━━ Given data

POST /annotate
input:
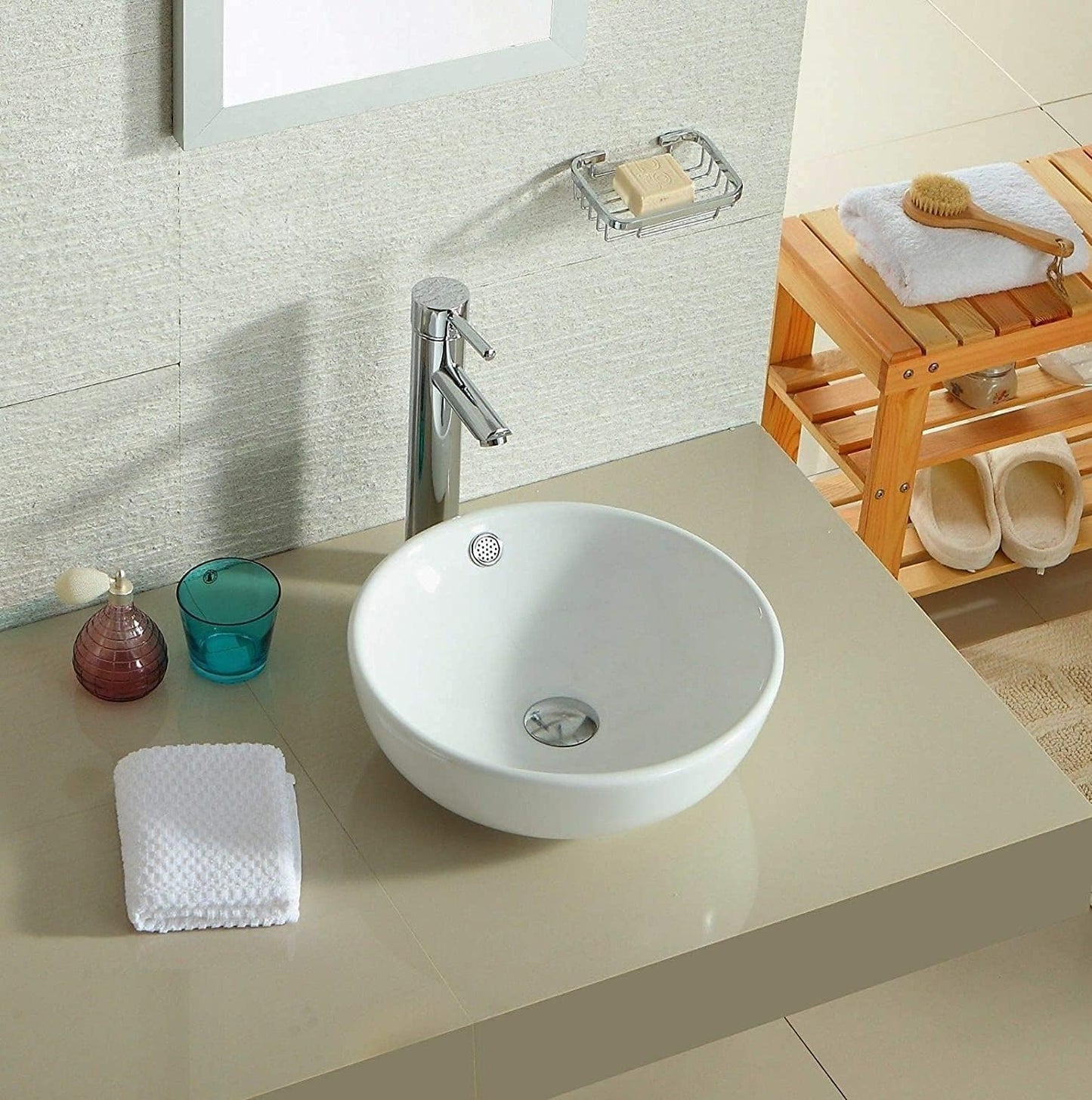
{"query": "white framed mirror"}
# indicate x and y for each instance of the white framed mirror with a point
(246, 67)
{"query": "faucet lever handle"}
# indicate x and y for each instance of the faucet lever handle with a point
(472, 337)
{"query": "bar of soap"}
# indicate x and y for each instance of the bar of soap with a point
(654, 184)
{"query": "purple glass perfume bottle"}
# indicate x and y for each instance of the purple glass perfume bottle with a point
(120, 654)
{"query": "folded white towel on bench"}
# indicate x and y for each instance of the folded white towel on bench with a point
(209, 837)
(921, 264)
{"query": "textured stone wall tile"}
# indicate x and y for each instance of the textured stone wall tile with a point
(91, 479)
(292, 434)
(88, 227)
(347, 215)
(36, 34)
(279, 270)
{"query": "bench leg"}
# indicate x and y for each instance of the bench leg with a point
(885, 505)
(781, 424)
(792, 337)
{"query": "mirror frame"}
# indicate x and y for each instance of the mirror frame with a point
(200, 118)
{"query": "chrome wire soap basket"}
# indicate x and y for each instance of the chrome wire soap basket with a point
(716, 187)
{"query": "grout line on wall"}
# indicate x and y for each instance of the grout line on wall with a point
(981, 50)
(1058, 121)
(91, 385)
(817, 1061)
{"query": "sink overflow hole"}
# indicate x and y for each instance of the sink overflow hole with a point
(561, 721)
(486, 549)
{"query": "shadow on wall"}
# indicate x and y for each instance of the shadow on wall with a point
(147, 70)
(247, 416)
(527, 214)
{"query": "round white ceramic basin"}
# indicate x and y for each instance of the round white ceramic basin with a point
(664, 654)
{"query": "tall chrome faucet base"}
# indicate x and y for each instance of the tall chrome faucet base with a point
(441, 400)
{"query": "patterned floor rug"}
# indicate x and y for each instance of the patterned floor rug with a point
(1045, 677)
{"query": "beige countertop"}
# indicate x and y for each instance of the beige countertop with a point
(892, 814)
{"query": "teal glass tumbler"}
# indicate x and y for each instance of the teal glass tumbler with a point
(228, 607)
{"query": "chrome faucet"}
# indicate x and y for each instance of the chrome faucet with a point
(439, 386)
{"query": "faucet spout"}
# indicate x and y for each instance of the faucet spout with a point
(470, 405)
(441, 400)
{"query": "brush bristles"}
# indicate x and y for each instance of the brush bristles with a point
(939, 195)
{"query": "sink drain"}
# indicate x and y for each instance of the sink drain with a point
(486, 549)
(561, 721)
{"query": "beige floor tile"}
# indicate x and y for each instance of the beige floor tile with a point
(1065, 590)
(821, 183)
(769, 1063)
(812, 459)
(1075, 116)
(981, 610)
(1044, 46)
(1010, 1022)
(874, 73)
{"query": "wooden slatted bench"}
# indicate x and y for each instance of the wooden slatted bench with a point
(877, 404)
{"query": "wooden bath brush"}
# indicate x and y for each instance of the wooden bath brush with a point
(945, 202)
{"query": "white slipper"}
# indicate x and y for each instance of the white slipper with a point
(1039, 497)
(952, 511)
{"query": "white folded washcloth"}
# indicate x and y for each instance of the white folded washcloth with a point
(923, 264)
(209, 837)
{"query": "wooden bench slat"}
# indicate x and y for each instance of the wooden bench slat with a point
(840, 295)
(1077, 204)
(1002, 311)
(972, 437)
(925, 327)
(838, 400)
(964, 320)
(815, 369)
(1041, 304)
(1077, 166)
(1033, 384)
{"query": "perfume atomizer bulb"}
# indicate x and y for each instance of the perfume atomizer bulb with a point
(120, 654)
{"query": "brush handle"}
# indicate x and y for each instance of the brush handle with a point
(974, 217)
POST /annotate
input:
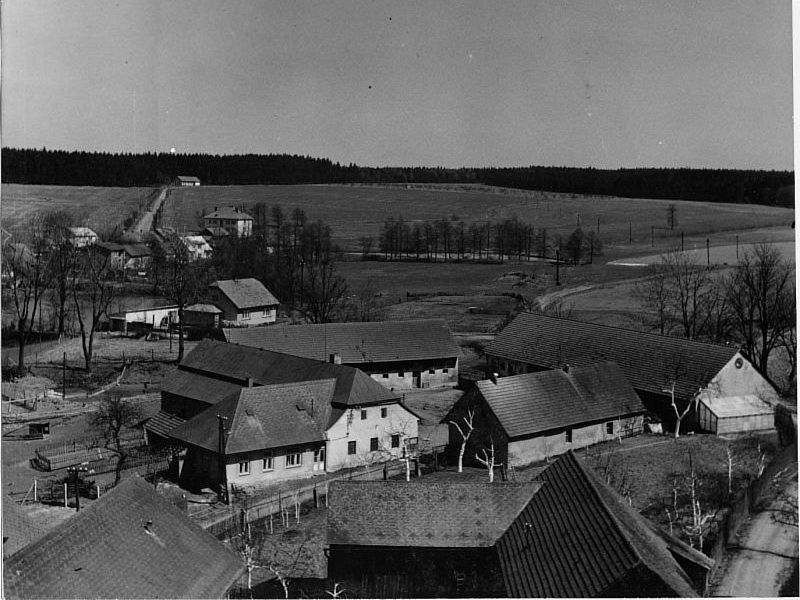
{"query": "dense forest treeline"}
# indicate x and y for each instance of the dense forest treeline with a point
(59, 167)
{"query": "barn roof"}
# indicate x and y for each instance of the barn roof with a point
(534, 402)
(578, 538)
(130, 543)
(356, 343)
(649, 361)
(415, 514)
(737, 406)
(246, 293)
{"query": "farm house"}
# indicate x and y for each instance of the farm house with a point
(735, 414)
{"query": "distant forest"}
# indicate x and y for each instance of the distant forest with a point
(58, 167)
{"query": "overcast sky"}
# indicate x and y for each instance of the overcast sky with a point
(606, 84)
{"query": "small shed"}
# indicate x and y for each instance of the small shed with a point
(735, 414)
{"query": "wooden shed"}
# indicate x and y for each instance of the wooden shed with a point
(735, 414)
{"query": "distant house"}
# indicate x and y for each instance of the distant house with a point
(244, 302)
(398, 354)
(535, 416)
(287, 417)
(236, 222)
(186, 181)
(567, 534)
(130, 543)
(651, 362)
(81, 237)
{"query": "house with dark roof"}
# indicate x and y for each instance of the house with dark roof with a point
(234, 220)
(130, 543)
(535, 416)
(398, 354)
(566, 534)
(652, 363)
(243, 302)
(252, 417)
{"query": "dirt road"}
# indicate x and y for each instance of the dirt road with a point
(766, 553)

━━━━

_Problem_
Exactly as written, restate the listing above with its pictures omitted.

_Written response_
POST /annotate
input:
{"query": "white framed mirror"}
# indicate x and y for each instance of the white framed mirror with a point
(246, 67)
{"query": "faucet lever handle"}
# indicate x and y for each instance of the faucet lever handle with a point
(472, 337)
{"query": "bar of soap"}
# indicate x and y for each instance of the bar of soap with a point
(654, 184)
{"query": "purple glass perfume bottle"}
# indicate x and y for each instance of the purple glass perfume bottle with a point
(120, 654)
{"query": "folded white towel on bench"}
# indicate x and y for each instance of the folded white towel on bench with a point
(209, 837)
(921, 264)
{"query": "textured stone wall tile"}
# indicate x and y for each instance of the textured stone wall tile with a point
(91, 479)
(292, 434)
(88, 227)
(347, 215)
(36, 34)
(279, 270)
{"query": "bench leg"}
# indicate x and y for each instance of the bench leg with a point
(885, 505)
(781, 424)
(792, 337)
{"query": "mirror frame"}
# indicate x and y for each instance of the mirror frame with a point
(200, 118)
{"query": "chrome wire soap basket"}
# indicate x and y for each instance of the chrome wire soap basket with a point
(716, 187)
{"query": "grout line on wall"}
# indicate x and y for each instance of the grout line on wall with a point
(981, 50)
(1058, 121)
(91, 385)
(817, 1061)
{"query": "sink overflow hole"}
# indicate x and y for each instance of the sink overflow hole with a point
(561, 721)
(486, 549)
{"query": "shadow on wall"}
# indicate x and y for each instance of the shadow on wall with a point
(147, 70)
(247, 416)
(527, 214)
{"query": "round white ceramic basin"}
# indicate x and y for each instance of the round white ceramic basin with a point
(664, 654)
{"query": "tall chrome faucet base"}
# indicate x and y for each instance of the tall chrome faucet base with a point
(441, 400)
{"query": "patterned floor rug"}
# indicate x and y for each instance of the patterned floor rug with a point
(1045, 677)
{"query": "beige countertop"}
# indicate x and y for each instance of the beige countertop with a point
(892, 814)
{"query": "teal glass tumbler"}
# indicate x and y for each instance of the teal glass tumbler with a point
(228, 607)
{"query": "chrome faucet"}
# indicate x and y for each instance of the chrome faucet with a point
(439, 386)
{"query": "faucet spout"}
# indicate x and y for each instance of the faucet spout with a point
(470, 405)
(441, 400)
{"query": "brush bristles"}
# indicate x and y for each instance of the brush bristles with a point
(939, 195)
{"query": "sink drain"}
# indicate x and y for each instance of the sink drain with a point
(486, 549)
(561, 721)
{"query": "beige floor tile"}
# indicate x and y for each instance of the beige floor tile with a point
(1065, 590)
(821, 183)
(769, 1063)
(812, 459)
(1075, 116)
(981, 610)
(1044, 46)
(1010, 1022)
(874, 73)
{"query": "wooden slatted bench"}
# indicate x and y for each instance of the wooden slatted bench with a point
(877, 404)
{"query": "wooden bath brush"}
# indicate x and y for each instance of the wooden bath brush with a point
(945, 202)
{"query": "white slipper"}
# indicate x and y for each instance of the white slipper with a point
(1039, 497)
(952, 511)
{"query": "white folded washcloth"}
# indicate x and y for each instance of the white folded washcloth with a point
(923, 264)
(209, 837)
{"query": "wooden bench slat"}
# indicate x and y for each instance of the wooden bench slat with a point
(840, 295)
(1077, 204)
(1002, 311)
(972, 437)
(925, 327)
(838, 400)
(964, 320)
(815, 369)
(1041, 304)
(1077, 166)
(1033, 384)
{"query": "perfume atomizer bulb"}
# indicate x and y for each instance of the perfume atomizer bulb with a point
(120, 654)
{"query": "brush handle"}
# indicate x and y for each instance of the brush handle with a point
(974, 217)
POST /annotate
input:
{"query": "dense forest treeline"}
# indicate x and y for each instance of the dense forest treeline with a point
(59, 167)
{"query": "barn roof"}
# indicate x and y for each instance of the barn roof with a point
(534, 402)
(578, 538)
(130, 543)
(356, 343)
(649, 361)
(415, 514)
(737, 406)
(246, 293)
{"query": "farm house"}
# indicate x and y for each instance of the farm house with a point
(735, 414)
{"query": "distant forest"}
# indicate x and y for each instance of the distant forest with a point
(58, 167)
{"query": "overcast sky"}
# indicate x and y for each instance of the overcast sky with a point
(606, 84)
{"query": "small shed"}
# indicate x and y for each instance of the small shed with a point
(735, 414)
{"query": "wooden shed"}
# indicate x and y for each instance of the wooden shed with a point
(735, 414)
{"query": "distant house"}
# indicate x and y for each instance of the distant house with a point
(244, 302)
(398, 354)
(535, 416)
(287, 417)
(236, 222)
(186, 181)
(567, 534)
(130, 543)
(651, 362)
(81, 237)
{"query": "house with dark roof"}
# indicate x and y for each instance of the house with dark roof with a point
(234, 220)
(130, 543)
(535, 416)
(398, 354)
(566, 534)
(652, 363)
(243, 302)
(252, 417)
{"query": "dirt road"}
# indicate x and y for each instance of the dirt road with a point
(766, 553)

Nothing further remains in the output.